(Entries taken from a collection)
/---
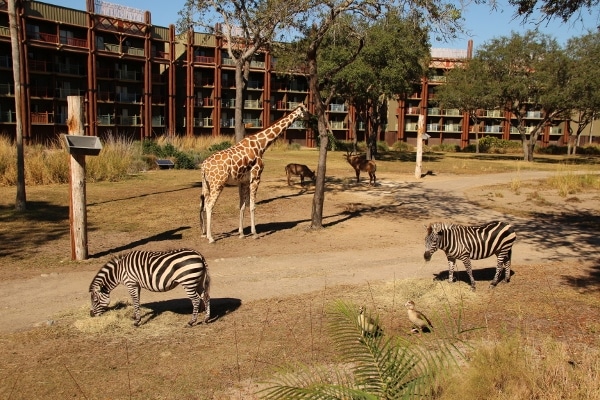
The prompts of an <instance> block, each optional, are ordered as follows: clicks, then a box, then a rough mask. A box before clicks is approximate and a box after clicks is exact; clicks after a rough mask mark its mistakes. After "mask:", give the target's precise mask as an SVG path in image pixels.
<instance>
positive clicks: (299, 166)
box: [285, 164, 315, 186]
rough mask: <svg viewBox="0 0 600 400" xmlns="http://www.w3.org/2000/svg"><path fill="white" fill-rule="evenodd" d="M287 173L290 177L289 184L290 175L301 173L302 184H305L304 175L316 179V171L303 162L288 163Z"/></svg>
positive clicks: (298, 174) (289, 182)
mask: <svg viewBox="0 0 600 400" xmlns="http://www.w3.org/2000/svg"><path fill="white" fill-rule="evenodd" d="M285 174H286V175H287V178H288V186H291V184H290V176H291V175H300V185H304V177H308V178H310V179H312V180H313V181H314V180H315V173H314V172H313V171H311V170H310V168H308V167H307V166H306V165H302V164H288V165H286V166H285Z"/></svg>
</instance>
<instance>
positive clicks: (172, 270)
mask: <svg viewBox="0 0 600 400" xmlns="http://www.w3.org/2000/svg"><path fill="white" fill-rule="evenodd" d="M119 283H122V284H123V285H125V286H126V287H127V290H128V291H129V294H130V295H131V299H132V300H133V309H134V317H133V319H134V320H135V322H134V323H133V325H135V326H138V325H139V324H140V320H141V317H140V288H144V289H148V290H150V291H152V292H166V291H168V290H171V289H173V288H174V287H175V286H177V285H178V284H180V285H181V286H183V288H184V289H185V292H186V293H187V296H188V297H189V298H190V300H191V301H192V305H193V307H194V310H193V313H192V319H191V320H190V322H188V325H189V326H193V325H194V324H195V323H196V320H197V319H198V311H199V308H200V300H202V301H203V302H204V309H205V311H206V316H205V318H204V322H208V320H209V318H210V293H209V292H210V276H209V275H208V267H207V265H206V261H205V260H204V257H203V256H202V255H201V254H200V253H198V252H196V251H194V250H189V249H179V250H170V251H132V252H130V253H127V254H125V255H121V256H118V257H116V258H113V259H112V260H110V261H109V262H107V263H106V264H105V265H104V266H103V267H102V268H101V269H100V271H98V273H97V274H96V276H95V277H94V279H93V280H92V283H91V284H90V295H91V299H92V308H91V310H90V315H91V316H92V317H94V316H97V315H101V314H103V313H104V312H105V311H106V309H107V308H108V304H109V303H110V292H111V291H112V290H113V289H114V288H115V287H117V285H119Z"/></svg>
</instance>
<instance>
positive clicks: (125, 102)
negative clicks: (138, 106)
mask: <svg viewBox="0 0 600 400" xmlns="http://www.w3.org/2000/svg"><path fill="white" fill-rule="evenodd" d="M140 97H141V96H140V95H138V94H137V93H116V94H115V101H119V102H121V103H140V102H141V101H140Z"/></svg>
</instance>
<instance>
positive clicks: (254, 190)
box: [250, 175, 260, 239]
mask: <svg viewBox="0 0 600 400" xmlns="http://www.w3.org/2000/svg"><path fill="white" fill-rule="evenodd" d="M259 184H260V175H259V177H258V178H256V179H254V180H252V182H250V227H251V228H250V229H251V232H252V235H253V236H254V238H255V239H256V238H258V235H257V234H256V225H255V223H254V210H255V209H256V192H258V185H259Z"/></svg>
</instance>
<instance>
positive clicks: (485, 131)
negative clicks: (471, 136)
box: [483, 125, 502, 133]
mask: <svg viewBox="0 0 600 400" xmlns="http://www.w3.org/2000/svg"><path fill="white" fill-rule="evenodd" d="M483 131H484V132H485V133H502V125H486V126H484V129H483Z"/></svg>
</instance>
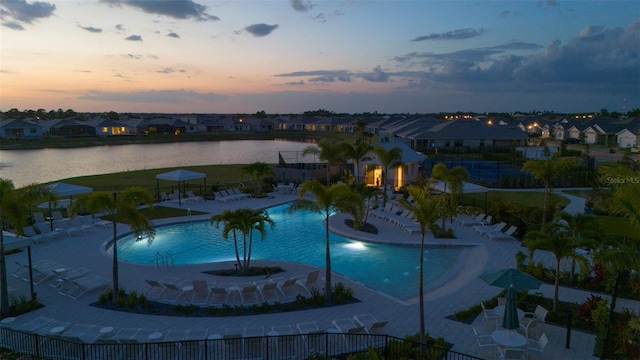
\---
# [WHAT YOU SHOULD DO]
For the word "rough", say how many lines of the records above contain it. Reply with the number alone.

# [RESPONSE TO THE TASK]
2